**INSTRUCTIONS FOR THE TASK:**
Return nothing but the lines from the line containing "If you would be willing to indicate the hazy" through the last line of the records, reproduced exactly.
═════ EXTRACTED ENTRIES ═════
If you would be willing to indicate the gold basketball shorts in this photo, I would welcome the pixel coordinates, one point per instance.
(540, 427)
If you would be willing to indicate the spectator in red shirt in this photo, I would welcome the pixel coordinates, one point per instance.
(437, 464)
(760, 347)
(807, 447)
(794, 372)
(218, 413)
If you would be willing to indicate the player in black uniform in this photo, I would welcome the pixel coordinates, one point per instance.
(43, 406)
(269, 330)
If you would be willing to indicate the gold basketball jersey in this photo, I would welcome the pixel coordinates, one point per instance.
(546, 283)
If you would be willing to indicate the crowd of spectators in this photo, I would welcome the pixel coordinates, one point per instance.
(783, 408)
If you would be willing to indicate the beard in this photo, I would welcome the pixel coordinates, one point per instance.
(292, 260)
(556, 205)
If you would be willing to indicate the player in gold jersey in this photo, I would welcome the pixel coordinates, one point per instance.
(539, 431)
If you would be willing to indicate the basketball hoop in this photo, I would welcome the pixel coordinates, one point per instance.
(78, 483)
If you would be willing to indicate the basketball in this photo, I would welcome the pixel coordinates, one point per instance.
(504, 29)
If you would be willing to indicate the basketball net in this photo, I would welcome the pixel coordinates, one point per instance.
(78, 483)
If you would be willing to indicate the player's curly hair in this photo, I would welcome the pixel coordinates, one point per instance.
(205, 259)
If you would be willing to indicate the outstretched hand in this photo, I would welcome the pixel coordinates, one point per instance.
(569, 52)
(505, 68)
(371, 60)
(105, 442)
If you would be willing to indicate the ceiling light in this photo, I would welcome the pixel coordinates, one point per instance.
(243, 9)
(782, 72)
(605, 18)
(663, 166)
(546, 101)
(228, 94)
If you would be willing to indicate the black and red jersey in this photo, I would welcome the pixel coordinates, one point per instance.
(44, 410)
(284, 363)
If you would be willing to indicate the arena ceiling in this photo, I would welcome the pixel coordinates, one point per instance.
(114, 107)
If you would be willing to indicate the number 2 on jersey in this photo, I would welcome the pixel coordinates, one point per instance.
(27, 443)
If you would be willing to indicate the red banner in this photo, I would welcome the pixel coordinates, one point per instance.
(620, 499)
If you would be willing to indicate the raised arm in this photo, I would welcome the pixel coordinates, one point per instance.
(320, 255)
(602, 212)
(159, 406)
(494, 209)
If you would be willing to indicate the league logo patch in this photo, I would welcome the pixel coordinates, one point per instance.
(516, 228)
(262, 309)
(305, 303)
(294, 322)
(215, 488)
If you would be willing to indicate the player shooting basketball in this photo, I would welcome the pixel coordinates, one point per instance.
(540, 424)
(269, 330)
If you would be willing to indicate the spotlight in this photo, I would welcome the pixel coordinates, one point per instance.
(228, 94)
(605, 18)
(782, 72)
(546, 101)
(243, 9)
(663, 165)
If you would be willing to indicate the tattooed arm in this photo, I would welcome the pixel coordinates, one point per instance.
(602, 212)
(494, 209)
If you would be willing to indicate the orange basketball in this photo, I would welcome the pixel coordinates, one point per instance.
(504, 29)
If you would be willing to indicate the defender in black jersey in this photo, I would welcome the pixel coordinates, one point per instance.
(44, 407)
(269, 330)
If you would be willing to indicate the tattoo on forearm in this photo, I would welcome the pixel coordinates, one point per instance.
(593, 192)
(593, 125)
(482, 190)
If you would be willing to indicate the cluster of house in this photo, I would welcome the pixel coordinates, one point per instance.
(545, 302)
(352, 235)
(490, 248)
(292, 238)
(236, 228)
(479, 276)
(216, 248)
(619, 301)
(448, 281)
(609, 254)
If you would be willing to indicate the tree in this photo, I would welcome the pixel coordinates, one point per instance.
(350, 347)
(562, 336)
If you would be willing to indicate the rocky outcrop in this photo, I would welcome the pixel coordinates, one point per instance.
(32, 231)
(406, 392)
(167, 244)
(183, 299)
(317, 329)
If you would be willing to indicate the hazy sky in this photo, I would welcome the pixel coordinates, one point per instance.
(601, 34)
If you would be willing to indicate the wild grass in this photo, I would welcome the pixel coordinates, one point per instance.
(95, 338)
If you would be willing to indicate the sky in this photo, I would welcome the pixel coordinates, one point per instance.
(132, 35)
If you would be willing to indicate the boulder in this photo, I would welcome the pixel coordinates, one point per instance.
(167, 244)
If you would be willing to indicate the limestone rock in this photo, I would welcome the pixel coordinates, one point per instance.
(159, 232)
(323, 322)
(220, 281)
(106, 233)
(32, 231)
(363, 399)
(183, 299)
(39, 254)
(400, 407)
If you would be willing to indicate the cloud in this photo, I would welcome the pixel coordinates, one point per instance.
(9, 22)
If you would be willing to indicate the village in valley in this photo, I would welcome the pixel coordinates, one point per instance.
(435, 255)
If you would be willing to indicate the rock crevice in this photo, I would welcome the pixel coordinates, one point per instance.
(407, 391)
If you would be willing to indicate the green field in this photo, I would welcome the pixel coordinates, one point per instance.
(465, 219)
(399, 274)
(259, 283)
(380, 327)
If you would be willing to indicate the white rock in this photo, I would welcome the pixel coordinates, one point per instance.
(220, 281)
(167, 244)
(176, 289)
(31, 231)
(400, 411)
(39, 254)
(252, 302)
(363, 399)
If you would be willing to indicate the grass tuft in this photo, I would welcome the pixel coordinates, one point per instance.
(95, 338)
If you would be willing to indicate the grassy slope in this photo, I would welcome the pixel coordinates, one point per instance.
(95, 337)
═════
**RESULT OF THE TASK:**
If you would be willing to indicate the hazy sky in this photo, I would welcome the pixel coordinates, one point per instance.
(601, 34)
If you would be willing to indicate the wild grass in this photo, I would welcome the pixel coordinates, one point per instance.
(95, 338)
If you would be willing to indicate the sky in this photo, I would welcome the pixel coordinates, one point per instance.
(132, 35)
If you would be willing to indicate the boulder in this photo, I would welcome the pixel coordinates, one point per instance.
(167, 244)
If you would be willing to indicate the limestone rock in this photo, I would welcome the pixel coordinates, one point per instance.
(159, 232)
(323, 322)
(220, 281)
(106, 233)
(32, 231)
(363, 399)
(183, 299)
(39, 254)
(400, 407)
If you would be willing to indicate the cloud in this photo, I would welcome the pixel coordinates, one point per instance.
(9, 22)
If you would be willing to indicate the village in valley in this photo, I would welcome the pixel coordinates, one point per instance.
(435, 255)
If you would be willing to indicate the rock crevice in this photo, I would welcome the pixel coordinates, one point per instance.
(407, 391)
If you would be willing to indicate the green field in this photo, I would welcome the pixel coordinates, one point per instance.
(465, 219)
(399, 274)
(259, 283)
(380, 327)
If you would be willing to indicate the white rock in this photo, I would welcome the pixel coordinates, one point per instance.
(220, 281)
(167, 244)
(176, 289)
(31, 231)
(400, 411)
(39, 254)
(252, 302)
(363, 399)
If you would be willing to indicate the grass tuft in this photo, I would welcome the pixel coordinates, one point per instance.
(95, 338)
If you would be willing to indicate the grassy slope in this photo, I would welcome the pixel coordinates, one point per instance.
(95, 337)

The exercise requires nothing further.